* _PROBLEM DESCRIPTION_: Give every line of the data again, exactly.
=== SOURCE RECORDS ===
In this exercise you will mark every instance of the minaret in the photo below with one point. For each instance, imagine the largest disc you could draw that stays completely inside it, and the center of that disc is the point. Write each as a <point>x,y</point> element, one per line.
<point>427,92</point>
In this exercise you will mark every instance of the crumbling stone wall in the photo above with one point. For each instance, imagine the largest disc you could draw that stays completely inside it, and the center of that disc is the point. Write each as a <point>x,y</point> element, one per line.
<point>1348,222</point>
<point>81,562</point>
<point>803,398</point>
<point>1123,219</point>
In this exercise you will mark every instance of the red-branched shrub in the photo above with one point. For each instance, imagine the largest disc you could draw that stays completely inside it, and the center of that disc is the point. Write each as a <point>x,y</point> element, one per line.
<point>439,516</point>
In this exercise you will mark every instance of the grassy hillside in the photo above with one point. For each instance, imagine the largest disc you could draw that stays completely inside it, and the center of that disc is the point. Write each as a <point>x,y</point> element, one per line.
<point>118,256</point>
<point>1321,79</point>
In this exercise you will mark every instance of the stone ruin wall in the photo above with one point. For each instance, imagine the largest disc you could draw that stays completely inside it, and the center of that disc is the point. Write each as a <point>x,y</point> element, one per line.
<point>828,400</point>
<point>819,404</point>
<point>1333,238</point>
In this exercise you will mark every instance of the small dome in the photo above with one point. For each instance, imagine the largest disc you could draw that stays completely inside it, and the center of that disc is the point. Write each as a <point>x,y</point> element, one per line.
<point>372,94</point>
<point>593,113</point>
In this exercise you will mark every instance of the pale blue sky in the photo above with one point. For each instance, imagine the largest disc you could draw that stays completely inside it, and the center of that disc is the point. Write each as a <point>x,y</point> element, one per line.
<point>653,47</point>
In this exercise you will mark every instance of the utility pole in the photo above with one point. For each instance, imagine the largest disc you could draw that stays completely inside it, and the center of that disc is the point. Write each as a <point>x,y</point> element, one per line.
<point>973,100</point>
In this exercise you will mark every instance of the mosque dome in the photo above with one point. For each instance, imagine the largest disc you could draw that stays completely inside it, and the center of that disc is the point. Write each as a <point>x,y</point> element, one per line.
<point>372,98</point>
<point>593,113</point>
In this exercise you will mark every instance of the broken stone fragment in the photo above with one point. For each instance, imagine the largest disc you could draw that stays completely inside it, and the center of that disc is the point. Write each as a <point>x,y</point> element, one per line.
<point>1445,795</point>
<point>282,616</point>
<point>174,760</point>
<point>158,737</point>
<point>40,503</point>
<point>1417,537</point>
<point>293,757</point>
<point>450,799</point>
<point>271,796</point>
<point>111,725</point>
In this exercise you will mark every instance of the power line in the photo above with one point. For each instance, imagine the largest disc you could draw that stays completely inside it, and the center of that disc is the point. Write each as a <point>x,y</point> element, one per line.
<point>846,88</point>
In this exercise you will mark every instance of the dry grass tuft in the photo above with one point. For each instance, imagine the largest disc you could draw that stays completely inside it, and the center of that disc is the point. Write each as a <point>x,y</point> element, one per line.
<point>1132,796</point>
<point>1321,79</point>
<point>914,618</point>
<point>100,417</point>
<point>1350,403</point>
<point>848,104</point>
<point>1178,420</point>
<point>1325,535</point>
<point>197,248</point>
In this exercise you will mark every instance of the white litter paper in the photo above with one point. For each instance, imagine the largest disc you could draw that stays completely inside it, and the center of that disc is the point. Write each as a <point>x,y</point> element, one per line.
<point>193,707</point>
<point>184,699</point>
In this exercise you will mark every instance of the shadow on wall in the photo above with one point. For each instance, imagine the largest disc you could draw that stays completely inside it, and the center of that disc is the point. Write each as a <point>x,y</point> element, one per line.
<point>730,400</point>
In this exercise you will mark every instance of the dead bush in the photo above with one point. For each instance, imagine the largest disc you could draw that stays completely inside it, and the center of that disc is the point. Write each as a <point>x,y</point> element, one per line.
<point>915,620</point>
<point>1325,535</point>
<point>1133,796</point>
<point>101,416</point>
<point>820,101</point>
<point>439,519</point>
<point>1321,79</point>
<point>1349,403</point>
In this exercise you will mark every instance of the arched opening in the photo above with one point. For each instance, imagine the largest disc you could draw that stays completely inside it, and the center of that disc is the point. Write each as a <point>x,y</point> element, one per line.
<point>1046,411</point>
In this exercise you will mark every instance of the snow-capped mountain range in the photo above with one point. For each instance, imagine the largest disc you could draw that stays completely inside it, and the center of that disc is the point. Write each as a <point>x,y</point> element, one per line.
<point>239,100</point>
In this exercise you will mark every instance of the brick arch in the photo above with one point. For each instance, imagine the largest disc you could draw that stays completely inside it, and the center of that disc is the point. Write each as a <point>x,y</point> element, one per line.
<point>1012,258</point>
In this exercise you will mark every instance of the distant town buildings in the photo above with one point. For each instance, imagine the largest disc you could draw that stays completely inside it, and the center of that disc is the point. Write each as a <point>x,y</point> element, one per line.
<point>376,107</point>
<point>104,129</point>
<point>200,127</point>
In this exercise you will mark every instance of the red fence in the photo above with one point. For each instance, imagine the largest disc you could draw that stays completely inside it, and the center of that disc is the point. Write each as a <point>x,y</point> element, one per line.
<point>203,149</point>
===
* _ANSWER BOX_:
In this exercise you will mark every instance of the minaret in the photo below with one point. For each instance, imagine the largest disc you could draw that stays completely inside it, and the center of that disc is the point. Write each as a <point>x,y</point> element, one per line.
<point>427,92</point>
In this exercise you will mark every instance of the crumbling stone wall in the photo above with one point. For each instance, imagine the largest disc you could draw that stays completely inside it, and the center of that disc is the point. Write each as a <point>x,y</point> element, one per line.
<point>1348,222</point>
<point>81,562</point>
<point>803,398</point>
<point>1123,219</point>
In this exercise you will mark every instance of the red-branched shrub in the photo above with one point. For each instance, imagine the largest disc you could draw that stays completely inside it, and the center of that disc is the point. Write each as a <point>x,y</point> element, one per line.
<point>439,516</point>
In this exercise you will mark every instance of the grassy hillside in the photo above with one point. For each instance, imagine the largest disc you could draw that stays completely inside it, and the center of that disc is the point. Write each as a <point>x,y</point> element, one per line.
<point>118,256</point>
<point>1321,79</point>
In this exercise you will mark every instance of the stone ruin wall in the photo above with one point. For each instance, imagine the largest disc you could draw that stays completely inside it, and the center of that disc is the point. Write each as a <point>x,y</point> element, one per line.
<point>828,400</point>
<point>819,404</point>
<point>1333,238</point>
In this exercise you will mark every instance of the small dome in the photo above with one point. For each instance, imagine the largest disc you could draw that stays completely inside it, and the center of that disc is the point. Write each as a <point>x,y</point> element, one per line.
<point>372,94</point>
<point>593,113</point>
In this exercise you will mark every instance of the pale blue sky in the photo above with one point. For each instance, imagine the largest disc you could draw that stays completely inside it, and the center of that disc is the point. Write each as a <point>x,y</point> element, one per line.
<point>653,47</point>
In this exercise you will mark every instance of the utility pole in the photo above with one point. For each instance, imagine the largest disc you could draw that stays completely inside it, and the center of that disc is the point. Write each as a <point>x,y</point> element, one per line.
<point>973,100</point>
In this exercise you will mark every instance of the mosque dome in the photo above with one point. For each instance, imagine the largest disc you could draw that stays completely inside it, and the center of that disc is the point. Write each as a <point>x,y</point> element, one per line.
<point>372,98</point>
<point>593,113</point>
In this exercise you will mark every instance of the broken stone fragment in the photo above with one point. For each instance, imagine the largest disc you could draw that stays completely inside it, and the center of that disc is the point. Write each as a <point>x,y</point> element, one per line.
<point>1445,795</point>
<point>282,616</point>
<point>174,760</point>
<point>158,737</point>
<point>40,503</point>
<point>1417,537</point>
<point>293,757</point>
<point>450,799</point>
<point>271,796</point>
<point>111,725</point>
In this exercise you will mark every instance of the power line in the photo above with one point. For each instance, imagine the largest disc you could draw that stays completely inside it, and the center of that disc is the point. Write each as a <point>x,y</point> element, one per line.
<point>846,88</point>
In this exercise you will mark every instance of the dry grass tuft in the photo above with one point. For each instance, imagine the largest disc you could draw that stays completely inside it, and the center of that disc is the point. Write each as a <point>x,y</point> element, one per line.
<point>1132,796</point>
<point>1321,79</point>
<point>914,618</point>
<point>100,417</point>
<point>1350,403</point>
<point>848,104</point>
<point>1178,420</point>
<point>1325,535</point>
<point>197,248</point>
In this exercise you will mark every instance of the white litter paper in the photo above with one point. For each instance, imagine the largest disc you could draw that stays completely inside it, and the center of that disc is the point. Write each as a <point>x,y</point> element, one per line.
<point>193,707</point>
<point>184,699</point>
In this exercise you will mark every instance of the shadow on wall in the photo above with one point. For each instance, imagine the largest disc you could draw that stays completely inside it, and the center of that disc is the point. Write each as a <point>x,y</point> element, one per line.
<point>730,400</point>
In this exercise you will mark every instance of the dead bush in the photo above with one point. For each instance, imagine the largest disc you could draw that stays completely inside it, and the center of that disc is the point. Write each as a <point>x,y</point> element, one per line.
<point>915,620</point>
<point>1325,535</point>
<point>1133,796</point>
<point>101,416</point>
<point>820,101</point>
<point>439,519</point>
<point>1321,79</point>
<point>1349,403</point>
In this exercise you will mark every instance of the arched opening in the photo above with one point. For each instance, imagine the largest disc you could draw that stays completely inside it, and the center of that disc is the point. Write each as a <point>x,y</point> element, one per line.
<point>1046,411</point>
In this exercise you will mark every instance of the snow-capped mountain range in the photo above with one point. For each instance, imagine the largest disc you could draw that stays completely inside it, and the center of that disc is the point. Write each as a <point>x,y</point> element, one per line.
<point>239,100</point>
In this exercise you will mark every instance of the brick arch in the photo above with one point. For each instance, imagine the largest disc you could draw that stays completely inside it, and the center of that disc is the point. Write each as a <point>x,y</point> element, one per line.
<point>1012,258</point>
In this exercise you will mark every instance of the distant town buildings in the photo above with one point. For each instance, imagine the largest disc you could draw that stays completely inside it, and the center of that disc is the point. Write each as a <point>x,y</point> element, one per line.
<point>376,107</point>
<point>104,129</point>
<point>200,127</point>
In this exercise you will mark every instance of the red fence in the photo above with one point. For each instance, imagine the largest disc you could draw that stays completely inside it, and the center of that disc is the point. Write each as a <point>x,y</point> element, one per line.
<point>203,149</point>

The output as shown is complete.